[Start Stored records]

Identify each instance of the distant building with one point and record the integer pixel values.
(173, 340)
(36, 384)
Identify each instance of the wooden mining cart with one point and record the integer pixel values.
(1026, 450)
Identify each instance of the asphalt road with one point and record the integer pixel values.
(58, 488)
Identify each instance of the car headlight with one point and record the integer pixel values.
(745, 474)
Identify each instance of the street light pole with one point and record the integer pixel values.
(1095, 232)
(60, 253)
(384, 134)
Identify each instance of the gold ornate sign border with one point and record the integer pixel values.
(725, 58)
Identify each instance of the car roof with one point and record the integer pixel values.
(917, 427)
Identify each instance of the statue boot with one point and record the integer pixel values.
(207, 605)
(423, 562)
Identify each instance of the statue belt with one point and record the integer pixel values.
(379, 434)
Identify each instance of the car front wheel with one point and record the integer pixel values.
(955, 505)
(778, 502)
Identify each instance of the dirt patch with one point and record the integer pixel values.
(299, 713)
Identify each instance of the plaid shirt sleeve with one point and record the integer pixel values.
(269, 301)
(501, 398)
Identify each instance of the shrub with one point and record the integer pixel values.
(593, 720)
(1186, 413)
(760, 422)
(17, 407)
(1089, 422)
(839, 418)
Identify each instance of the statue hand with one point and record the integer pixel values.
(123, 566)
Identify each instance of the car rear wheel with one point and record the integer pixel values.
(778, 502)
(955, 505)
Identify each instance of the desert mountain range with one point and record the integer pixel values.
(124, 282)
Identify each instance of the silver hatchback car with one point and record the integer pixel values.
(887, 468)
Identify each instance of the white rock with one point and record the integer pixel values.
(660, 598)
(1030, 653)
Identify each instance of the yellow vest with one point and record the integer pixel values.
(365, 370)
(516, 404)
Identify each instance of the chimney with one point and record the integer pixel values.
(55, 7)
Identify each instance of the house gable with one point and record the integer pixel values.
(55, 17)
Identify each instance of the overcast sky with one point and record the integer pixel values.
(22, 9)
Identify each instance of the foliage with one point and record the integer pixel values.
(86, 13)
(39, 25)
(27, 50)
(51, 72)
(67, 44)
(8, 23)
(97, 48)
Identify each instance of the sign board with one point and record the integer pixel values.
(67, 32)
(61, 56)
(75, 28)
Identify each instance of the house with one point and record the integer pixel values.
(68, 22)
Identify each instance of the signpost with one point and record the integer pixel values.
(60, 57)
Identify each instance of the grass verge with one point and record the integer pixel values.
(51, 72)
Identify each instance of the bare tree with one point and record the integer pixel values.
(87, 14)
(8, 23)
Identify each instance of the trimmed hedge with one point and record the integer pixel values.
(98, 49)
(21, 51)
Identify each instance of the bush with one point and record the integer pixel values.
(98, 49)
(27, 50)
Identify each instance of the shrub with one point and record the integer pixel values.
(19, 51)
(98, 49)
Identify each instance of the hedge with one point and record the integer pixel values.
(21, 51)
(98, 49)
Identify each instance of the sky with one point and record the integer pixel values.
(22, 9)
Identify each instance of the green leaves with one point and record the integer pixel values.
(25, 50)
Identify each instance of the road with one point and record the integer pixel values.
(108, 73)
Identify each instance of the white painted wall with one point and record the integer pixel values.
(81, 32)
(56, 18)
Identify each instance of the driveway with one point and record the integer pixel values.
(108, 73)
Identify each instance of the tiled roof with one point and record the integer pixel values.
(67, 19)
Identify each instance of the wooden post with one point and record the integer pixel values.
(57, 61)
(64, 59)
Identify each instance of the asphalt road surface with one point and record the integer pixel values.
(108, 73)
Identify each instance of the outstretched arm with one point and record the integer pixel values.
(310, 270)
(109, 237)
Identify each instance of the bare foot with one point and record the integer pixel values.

[End Stored records]

_Objective_
Write out every line of the material above word for word, in the same order.

_Output of the task_
Identify each instance of the distant building with one point and record the integer pixel values.
(173, 340)
(36, 384)
Identify each instance of the wooden mining cart with one point and record the integer pixel values.
(1026, 450)
Identify each instance of the asphalt road with one point and record the integer pixel values.
(58, 488)
Identify each instance of the car headlight with one point and record the integer pixel values.
(745, 474)
Identify each instance of the street light pole with one point and record the integer pixel values.
(1095, 232)
(60, 253)
(384, 134)
Identify each instance of the gold ornate sign border with one point and record the integer pixel values.
(725, 58)
Identify each instance of the car roof with one point and record the integer pixel values.
(917, 427)
Identify each instance of the statue boot with one point and record the integer pixel values.
(207, 605)
(423, 562)
Identify each instance of the statue belt with one point and record the integer pixel values.
(379, 434)
Identify each instance of the car front wheel with one point and record the integer pixel values.
(955, 505)
(778, 502)
Identify each instance of the dirt patch with one point and record the integer pixel values.
(299, 713)
Identify each instance of the plaid shirt sleeve with one point and record the integer pixel values.
(269, 301)
(501, 398)
Identify each instance of the shrub with one point and record the integer pixel values.
(593, 720)
(1186, 413)
(760, 422)
(17, 407)
(1089, 422)
(839, 418)
Identify each instance of the statue hand with one point and record the integer pixel values.
(123, 566)
Identify each instance of the car rear wheel with one point and record the integer pixel values.
(778, 502)
(955, 505)
Identify each instance of the desert mountain range with one point and record the integer pixel values.
(124, 282)
Identify each instance of the silver hatchback car with one point and record the integer pixel values.
(887, 468)
Identify each instance of the white rock with one point and record the integer pixel values.
(660, 598)
(1030, 653)
Identify each instance of the yellow vest with one point and record the integer pixel values.
(365, 370)
(516, 404)
Identify each instance of the chimney with one point and record the integer pixel values.
(55, 7)
Identify each instance of the house gable with one point and record the integer pixel values.
(55, 17)
Identify each instance of the overcast sky with one point and record the integer pixel values.
(22, 9)
Identify each instance of the foliage with one point and record the integer pixel values.
(86, 13)
(39, 25)
(27, 50)
(51, 72)
(67, 44)
(8, 23)
(97, 48)
Identify each instance of the sign board with one point and record the integer pixel values.
(67, 32)
(61, 56)
(75, 28)
Identify each instance of the house with one point and record the integer pixel values.
(68, 22)
Identify each instance of the signpost with one point and record the integer pixel values.
(60, 57)
Identify each instance of the grass verge with one point and record the integer pixel values.
(51, 72)
Identify each instance of the bare tree with one point and record the integer pixel values.
(87, 14)
(8, 23)
Identify each instance of the trimmed hedge with one point and record the integer pixel values.
(98, 49)
(21, 51)
Identify each instance of the bush with one point and record the integer pixel values.
(98, 49)
(27, 50)
Identify each instance of the shrub with one point and record the integer pixel values.
(19, 51)
(98, 49)
Identify each instance of the hedge with one point and record the integer pixel values.
(21, 51)
(98, 49)
Identify each instance of the sky with one point and record the integer pixel values.
(22, 9)
Identify each instance of the green leaves with one point and record the integer pixel values.
(25, 50)
Identify each instance of the road with one point and record the integer pixel values.
(108, 73)
Identify each instance of the white painted wall with one point and record the integer pixel values.
(81, 32)
(56, 18)
Identify each instance of the driveway with one point and record the integer pixel values.
(108, 73)
Identify each instance of the tiled roof with one point and record the integer pixel values.
(67, 19)
Identify each instance of the wooden post with one point and record the integer pixel values.
(57, 61)
(64, 59)
Identify each instance of the asphalt road surface with one point and record the integer pixel values.
(108, 73)
Identify each instance of the outstretched arm with one point and record the integer pixel values.
(310, 270)
(109, 237)
Identify each instance of the bare foot with one point and record the integer pixel values.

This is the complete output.